> [Task to carry out] Each record must reappear in the answer exactly as it is written.

(Collected data entries)
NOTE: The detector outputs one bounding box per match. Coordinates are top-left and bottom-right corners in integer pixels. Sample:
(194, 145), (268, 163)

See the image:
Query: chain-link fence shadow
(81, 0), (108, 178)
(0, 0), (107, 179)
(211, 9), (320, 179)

> [Problem solution]
NOTE: The detector outputs one bounding box per match. Coordinates are top-left and bottom-right corners in integer pixels. Sample:
(194, 145), (268, 163)

See the image:
Query: chain-link fence shadow
(81, 0), (108, 178)
(0, 0), (107, 179)
(211, 9), (320, 179)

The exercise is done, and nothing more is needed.